▸ Problem requirements: Pull out all the lines below and copy them word for word, leaving out the pictures.

▸ Supplied records:
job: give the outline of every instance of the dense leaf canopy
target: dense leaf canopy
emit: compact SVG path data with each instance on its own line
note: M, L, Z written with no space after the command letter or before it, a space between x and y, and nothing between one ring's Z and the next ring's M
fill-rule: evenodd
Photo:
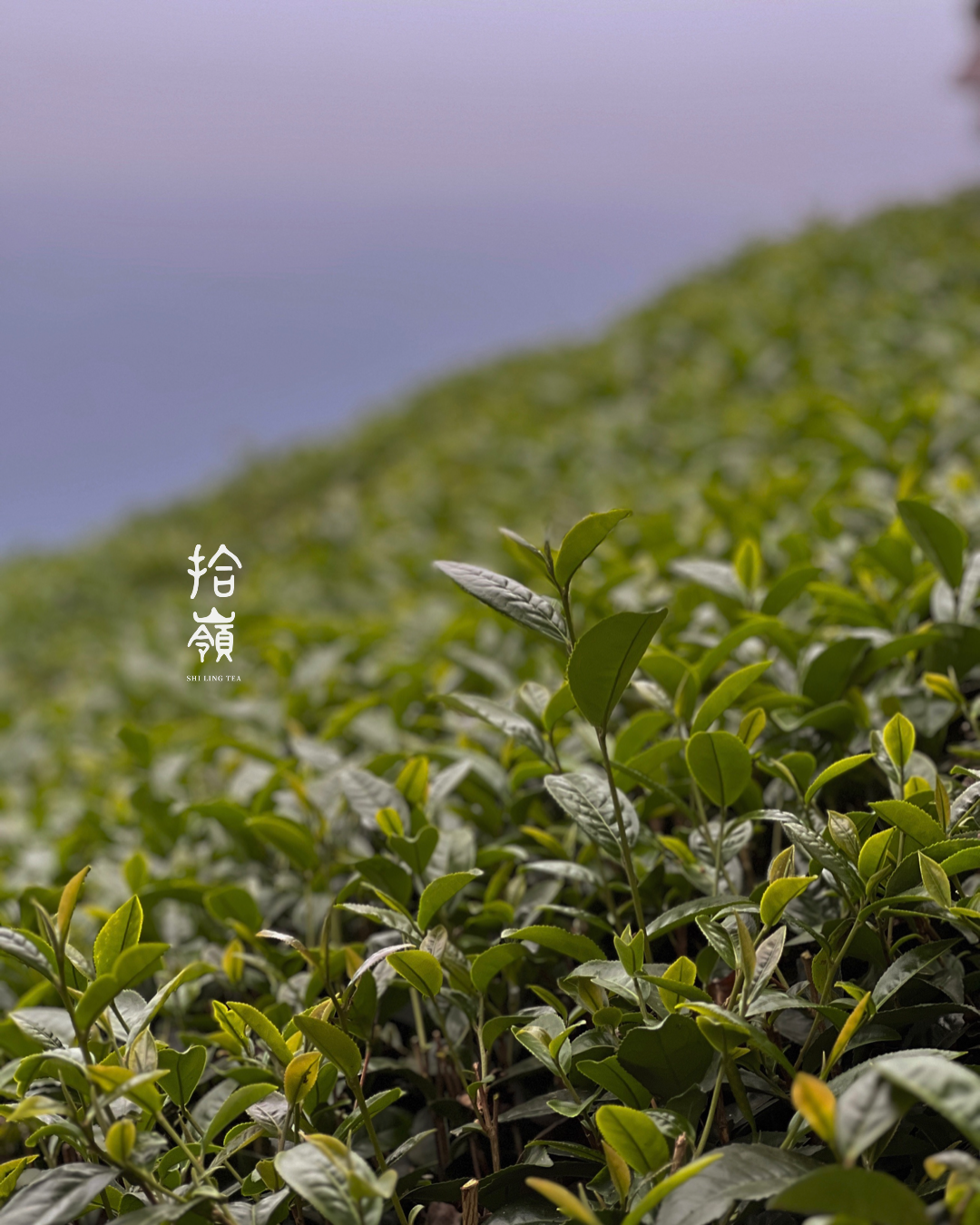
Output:
M980 1219L979 238L747 251L5 566L0 1225Z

▸ Correct response:
job: give the outline of every instance of the dense leaf canopy
target: dense leaf canopy
emit: compact SVG path data with each instance on its own line
note: M, L, Z written with no space after the command letter or before it, a space between x and y, and nothing between one ring's Z and the next ring's M
fill-rule: evenodd
Photo:
Output:
M980 1219L979 238L747 251L5 566L0 1225Z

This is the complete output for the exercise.